スーパー店頭の食品寄付ボックスに見る、英国人の熱きチャリティー精神。【コロナと闘う世界の都市から】
イギリスはチャリティー(慈善事業)が日常に根づく国だ。普段の人付き合いはびっくりするほどそっけなく、隣人同士の付き合いもあまりしたがらない。しかし「vulnerable」な人、つまり心身および置かれた環境の厳しい社会的弱者に対しては、なんとしても力になりたいという熱すぎるほどのパッションがある。かかわり方はそれぞれだが、大小なんらかのチャリティーに参加している人はとても多い。
フードバンクを運営するチャリティー団体はイギリスに多数あるが、コロナ渦の現在、その需要はさらに高まっている。そこで各団体では、誰でも食品を寄付できる場所「フードバンク・ステーション」を拡大し、大手スーパーなど人の出入りの多いところに寄付用ボックスの設置を進めている。必要とされているのは缶詰、パスタ、紅茶、ビスケット、ロングライフ牛乳など、長期保存が可能なもの。

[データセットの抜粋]
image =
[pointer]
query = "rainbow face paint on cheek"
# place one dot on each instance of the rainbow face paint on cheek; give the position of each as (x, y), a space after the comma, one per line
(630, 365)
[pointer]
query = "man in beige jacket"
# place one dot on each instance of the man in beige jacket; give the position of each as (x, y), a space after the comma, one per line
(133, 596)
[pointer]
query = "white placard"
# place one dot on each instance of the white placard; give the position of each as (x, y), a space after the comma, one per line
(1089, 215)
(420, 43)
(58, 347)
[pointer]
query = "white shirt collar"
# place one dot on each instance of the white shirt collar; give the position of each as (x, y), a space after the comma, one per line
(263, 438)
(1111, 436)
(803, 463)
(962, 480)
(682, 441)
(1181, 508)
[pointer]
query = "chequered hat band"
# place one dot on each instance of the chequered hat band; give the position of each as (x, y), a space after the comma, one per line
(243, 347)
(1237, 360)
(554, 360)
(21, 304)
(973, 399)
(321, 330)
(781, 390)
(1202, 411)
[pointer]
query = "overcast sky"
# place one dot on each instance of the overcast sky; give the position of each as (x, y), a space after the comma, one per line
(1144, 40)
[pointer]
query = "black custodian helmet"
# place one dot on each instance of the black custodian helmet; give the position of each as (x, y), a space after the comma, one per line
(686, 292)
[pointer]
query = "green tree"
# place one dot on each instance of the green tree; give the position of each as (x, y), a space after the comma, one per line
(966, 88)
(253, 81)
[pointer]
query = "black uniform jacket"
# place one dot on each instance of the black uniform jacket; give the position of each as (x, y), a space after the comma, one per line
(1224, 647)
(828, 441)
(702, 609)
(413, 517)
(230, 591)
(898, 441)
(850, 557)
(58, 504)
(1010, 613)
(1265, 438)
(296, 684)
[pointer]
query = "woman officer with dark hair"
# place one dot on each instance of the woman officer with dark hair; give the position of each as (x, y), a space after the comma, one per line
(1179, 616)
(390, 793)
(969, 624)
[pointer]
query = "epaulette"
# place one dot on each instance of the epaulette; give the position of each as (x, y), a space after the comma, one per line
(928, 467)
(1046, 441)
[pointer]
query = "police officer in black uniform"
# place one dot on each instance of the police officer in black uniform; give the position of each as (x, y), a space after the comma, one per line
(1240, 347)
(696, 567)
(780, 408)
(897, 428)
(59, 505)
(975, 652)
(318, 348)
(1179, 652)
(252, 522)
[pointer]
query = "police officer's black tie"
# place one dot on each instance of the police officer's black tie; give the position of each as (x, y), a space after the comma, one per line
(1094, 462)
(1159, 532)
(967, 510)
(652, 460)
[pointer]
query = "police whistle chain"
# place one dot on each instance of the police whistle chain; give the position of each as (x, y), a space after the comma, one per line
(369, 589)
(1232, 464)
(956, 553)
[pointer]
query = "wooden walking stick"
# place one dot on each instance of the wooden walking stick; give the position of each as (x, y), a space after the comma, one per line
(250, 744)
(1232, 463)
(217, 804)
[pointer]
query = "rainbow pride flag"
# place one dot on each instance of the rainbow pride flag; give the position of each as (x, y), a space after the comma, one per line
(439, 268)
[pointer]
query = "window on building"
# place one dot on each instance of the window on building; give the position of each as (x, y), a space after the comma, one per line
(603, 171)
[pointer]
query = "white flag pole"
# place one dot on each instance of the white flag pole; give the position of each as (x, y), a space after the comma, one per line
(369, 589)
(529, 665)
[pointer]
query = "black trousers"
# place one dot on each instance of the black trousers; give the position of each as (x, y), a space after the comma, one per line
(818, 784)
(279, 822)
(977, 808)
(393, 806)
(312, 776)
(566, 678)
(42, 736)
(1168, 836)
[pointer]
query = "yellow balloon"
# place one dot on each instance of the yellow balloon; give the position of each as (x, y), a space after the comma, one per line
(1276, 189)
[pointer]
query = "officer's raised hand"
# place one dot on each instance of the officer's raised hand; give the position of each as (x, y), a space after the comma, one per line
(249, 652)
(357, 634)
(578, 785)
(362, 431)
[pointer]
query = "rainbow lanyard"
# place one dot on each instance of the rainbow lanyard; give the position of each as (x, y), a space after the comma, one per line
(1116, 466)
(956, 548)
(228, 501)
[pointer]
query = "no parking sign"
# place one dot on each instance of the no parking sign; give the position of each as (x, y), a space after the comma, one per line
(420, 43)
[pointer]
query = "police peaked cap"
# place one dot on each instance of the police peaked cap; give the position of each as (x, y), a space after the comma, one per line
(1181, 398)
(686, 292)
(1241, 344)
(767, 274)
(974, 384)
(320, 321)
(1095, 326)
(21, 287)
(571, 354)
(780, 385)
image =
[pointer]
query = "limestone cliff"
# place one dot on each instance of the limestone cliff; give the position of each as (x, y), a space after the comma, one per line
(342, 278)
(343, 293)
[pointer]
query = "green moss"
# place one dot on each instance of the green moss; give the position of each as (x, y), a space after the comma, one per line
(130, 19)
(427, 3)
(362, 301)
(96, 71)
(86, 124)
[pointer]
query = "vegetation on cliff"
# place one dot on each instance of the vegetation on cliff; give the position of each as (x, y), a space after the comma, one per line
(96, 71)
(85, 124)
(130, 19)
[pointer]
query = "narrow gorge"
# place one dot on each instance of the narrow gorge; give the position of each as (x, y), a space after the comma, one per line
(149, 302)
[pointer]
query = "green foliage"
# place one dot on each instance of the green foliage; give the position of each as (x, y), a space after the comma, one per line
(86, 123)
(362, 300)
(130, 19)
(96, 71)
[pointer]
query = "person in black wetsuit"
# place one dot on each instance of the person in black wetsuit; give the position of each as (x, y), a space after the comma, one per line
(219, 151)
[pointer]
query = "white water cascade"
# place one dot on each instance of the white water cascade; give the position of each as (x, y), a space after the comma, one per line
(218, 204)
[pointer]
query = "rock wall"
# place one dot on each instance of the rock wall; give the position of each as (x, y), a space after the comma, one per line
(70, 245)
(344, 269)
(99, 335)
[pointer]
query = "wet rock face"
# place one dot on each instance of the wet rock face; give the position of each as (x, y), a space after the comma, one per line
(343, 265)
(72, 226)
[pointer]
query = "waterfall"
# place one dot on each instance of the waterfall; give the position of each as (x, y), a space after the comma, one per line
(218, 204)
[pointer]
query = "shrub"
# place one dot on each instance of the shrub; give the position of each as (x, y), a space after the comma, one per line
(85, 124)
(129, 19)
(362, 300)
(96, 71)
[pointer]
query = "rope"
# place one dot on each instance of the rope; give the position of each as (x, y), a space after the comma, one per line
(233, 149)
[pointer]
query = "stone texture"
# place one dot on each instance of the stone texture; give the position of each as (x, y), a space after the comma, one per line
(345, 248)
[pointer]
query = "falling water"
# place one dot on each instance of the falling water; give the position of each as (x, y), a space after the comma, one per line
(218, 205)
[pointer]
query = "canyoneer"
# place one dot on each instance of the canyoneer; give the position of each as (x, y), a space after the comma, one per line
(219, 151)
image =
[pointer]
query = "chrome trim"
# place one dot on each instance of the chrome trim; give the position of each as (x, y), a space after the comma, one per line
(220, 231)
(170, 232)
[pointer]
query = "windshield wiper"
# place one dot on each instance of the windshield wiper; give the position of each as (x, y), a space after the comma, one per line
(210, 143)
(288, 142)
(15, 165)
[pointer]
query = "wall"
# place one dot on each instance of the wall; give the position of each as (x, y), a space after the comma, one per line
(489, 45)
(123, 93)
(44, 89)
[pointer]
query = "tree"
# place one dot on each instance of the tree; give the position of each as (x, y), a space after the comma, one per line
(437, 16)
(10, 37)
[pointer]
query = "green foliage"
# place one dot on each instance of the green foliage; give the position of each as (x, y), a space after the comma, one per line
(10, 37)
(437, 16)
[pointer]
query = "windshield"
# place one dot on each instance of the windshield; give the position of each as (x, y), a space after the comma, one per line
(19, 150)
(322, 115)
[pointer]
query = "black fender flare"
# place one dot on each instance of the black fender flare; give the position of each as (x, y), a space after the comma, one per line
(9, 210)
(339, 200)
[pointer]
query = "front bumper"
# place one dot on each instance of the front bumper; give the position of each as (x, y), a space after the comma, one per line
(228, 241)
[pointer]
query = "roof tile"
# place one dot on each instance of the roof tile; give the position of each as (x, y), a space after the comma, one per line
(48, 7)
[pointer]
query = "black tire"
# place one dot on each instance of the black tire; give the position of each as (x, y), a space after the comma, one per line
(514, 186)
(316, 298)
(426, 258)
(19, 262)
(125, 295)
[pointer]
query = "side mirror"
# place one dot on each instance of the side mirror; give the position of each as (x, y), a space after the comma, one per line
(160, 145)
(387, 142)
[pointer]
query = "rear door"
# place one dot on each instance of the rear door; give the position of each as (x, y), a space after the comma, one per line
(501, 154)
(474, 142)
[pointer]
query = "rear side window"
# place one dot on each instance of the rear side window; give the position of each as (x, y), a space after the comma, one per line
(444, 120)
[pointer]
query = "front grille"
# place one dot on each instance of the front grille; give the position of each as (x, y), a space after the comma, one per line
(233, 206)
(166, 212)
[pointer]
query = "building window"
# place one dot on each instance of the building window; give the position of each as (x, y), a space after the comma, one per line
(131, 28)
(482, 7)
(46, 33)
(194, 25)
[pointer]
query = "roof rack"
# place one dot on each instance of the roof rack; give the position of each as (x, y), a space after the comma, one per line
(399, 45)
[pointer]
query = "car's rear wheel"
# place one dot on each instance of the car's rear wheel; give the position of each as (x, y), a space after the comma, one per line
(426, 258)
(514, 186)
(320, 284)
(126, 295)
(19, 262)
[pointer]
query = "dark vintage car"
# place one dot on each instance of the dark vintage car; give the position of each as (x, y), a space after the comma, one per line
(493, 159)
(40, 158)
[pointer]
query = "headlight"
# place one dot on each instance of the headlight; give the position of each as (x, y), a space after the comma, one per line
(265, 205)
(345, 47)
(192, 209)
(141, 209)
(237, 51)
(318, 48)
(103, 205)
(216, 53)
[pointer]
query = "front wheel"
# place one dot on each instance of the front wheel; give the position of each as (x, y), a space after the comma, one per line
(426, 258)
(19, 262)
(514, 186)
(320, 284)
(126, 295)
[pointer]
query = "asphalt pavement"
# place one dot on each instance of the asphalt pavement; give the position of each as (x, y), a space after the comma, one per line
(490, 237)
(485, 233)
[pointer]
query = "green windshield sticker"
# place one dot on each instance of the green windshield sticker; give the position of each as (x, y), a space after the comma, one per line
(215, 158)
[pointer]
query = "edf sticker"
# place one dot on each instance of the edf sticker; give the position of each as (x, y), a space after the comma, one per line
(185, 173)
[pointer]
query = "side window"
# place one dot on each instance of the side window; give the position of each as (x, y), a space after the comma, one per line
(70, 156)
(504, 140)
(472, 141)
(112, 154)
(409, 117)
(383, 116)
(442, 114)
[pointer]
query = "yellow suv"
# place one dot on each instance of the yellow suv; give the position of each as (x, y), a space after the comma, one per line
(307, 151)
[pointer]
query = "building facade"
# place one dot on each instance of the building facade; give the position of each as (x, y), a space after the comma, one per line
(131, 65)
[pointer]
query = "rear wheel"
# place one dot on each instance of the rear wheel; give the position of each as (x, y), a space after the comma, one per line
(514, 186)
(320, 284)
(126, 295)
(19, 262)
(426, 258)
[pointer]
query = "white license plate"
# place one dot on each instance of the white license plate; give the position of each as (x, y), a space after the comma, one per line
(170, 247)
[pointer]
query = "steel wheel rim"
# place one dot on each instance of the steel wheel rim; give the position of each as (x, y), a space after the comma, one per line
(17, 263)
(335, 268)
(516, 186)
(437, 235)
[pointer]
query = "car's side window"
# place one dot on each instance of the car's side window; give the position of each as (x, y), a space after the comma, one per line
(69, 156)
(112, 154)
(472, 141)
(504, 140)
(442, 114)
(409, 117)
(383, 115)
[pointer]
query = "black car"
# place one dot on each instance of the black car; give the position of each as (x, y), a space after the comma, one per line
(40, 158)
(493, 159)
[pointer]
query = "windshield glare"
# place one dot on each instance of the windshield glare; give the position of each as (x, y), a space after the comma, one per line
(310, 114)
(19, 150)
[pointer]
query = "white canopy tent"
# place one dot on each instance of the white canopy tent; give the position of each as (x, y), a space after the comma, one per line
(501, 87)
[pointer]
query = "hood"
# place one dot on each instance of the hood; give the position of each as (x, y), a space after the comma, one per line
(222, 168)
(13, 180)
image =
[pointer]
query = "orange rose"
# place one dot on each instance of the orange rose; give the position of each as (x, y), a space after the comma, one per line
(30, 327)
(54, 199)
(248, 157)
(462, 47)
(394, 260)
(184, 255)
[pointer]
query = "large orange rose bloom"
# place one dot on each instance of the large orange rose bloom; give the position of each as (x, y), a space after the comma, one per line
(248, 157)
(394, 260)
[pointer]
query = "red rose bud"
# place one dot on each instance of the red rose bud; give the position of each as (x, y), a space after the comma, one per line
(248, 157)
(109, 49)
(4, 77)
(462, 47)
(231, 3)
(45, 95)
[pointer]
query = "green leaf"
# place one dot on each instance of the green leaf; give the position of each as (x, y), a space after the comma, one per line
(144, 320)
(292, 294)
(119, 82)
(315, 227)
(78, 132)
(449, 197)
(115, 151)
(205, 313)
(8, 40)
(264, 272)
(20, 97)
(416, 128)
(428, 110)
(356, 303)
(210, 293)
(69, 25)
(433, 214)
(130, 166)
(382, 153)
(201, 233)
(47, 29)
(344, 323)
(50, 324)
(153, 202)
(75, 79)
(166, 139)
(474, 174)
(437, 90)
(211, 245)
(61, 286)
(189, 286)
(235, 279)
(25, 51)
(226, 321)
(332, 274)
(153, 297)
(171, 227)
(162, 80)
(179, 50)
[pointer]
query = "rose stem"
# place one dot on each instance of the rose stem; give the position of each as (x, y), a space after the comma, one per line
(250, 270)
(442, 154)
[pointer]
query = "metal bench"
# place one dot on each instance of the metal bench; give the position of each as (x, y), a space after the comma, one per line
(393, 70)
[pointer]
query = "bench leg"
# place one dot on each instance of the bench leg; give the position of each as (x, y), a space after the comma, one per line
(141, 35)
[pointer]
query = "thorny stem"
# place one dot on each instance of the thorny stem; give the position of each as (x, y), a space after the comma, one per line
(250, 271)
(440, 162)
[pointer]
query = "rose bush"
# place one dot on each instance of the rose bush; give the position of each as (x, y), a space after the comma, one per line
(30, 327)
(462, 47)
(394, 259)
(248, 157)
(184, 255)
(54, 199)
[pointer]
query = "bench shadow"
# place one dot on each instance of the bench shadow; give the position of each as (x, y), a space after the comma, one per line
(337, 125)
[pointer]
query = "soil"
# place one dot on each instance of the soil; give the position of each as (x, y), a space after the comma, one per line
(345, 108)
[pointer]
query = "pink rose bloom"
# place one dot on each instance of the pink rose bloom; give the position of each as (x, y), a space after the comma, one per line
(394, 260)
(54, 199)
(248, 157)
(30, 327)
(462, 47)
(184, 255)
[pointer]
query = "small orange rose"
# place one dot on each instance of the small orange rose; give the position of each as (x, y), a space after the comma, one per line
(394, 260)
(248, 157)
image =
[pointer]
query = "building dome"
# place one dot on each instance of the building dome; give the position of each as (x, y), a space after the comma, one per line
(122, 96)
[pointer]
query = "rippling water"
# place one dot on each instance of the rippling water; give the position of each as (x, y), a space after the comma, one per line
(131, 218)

## [課題]
イギリスのフードバンクの文章を、最後の文のあとから書き継いでください。

## [回答]
我が家の近所のスーパーにもステーションがあるが、見ていると本当にたくさんの人たちが寄付していく。家にある余りものを持参してボックスに入れる人もいるが、驚くのは、ほとんどの人がたったいま購入したものから何品かを、その場でポンポン入れてから店を後にすること。つまり、寄付用にわざわざ自費購入しているのだ。
ボックスはあっという間にいっぱいになるので、店員がこまめに空にしている。見知らぬ誰かへの優しさは、もらう側だけでなく、寄付する側の気持ちも温かくする。見えないウイルスは強敵だが、「でもきっと大丈夫」と思える光景だ。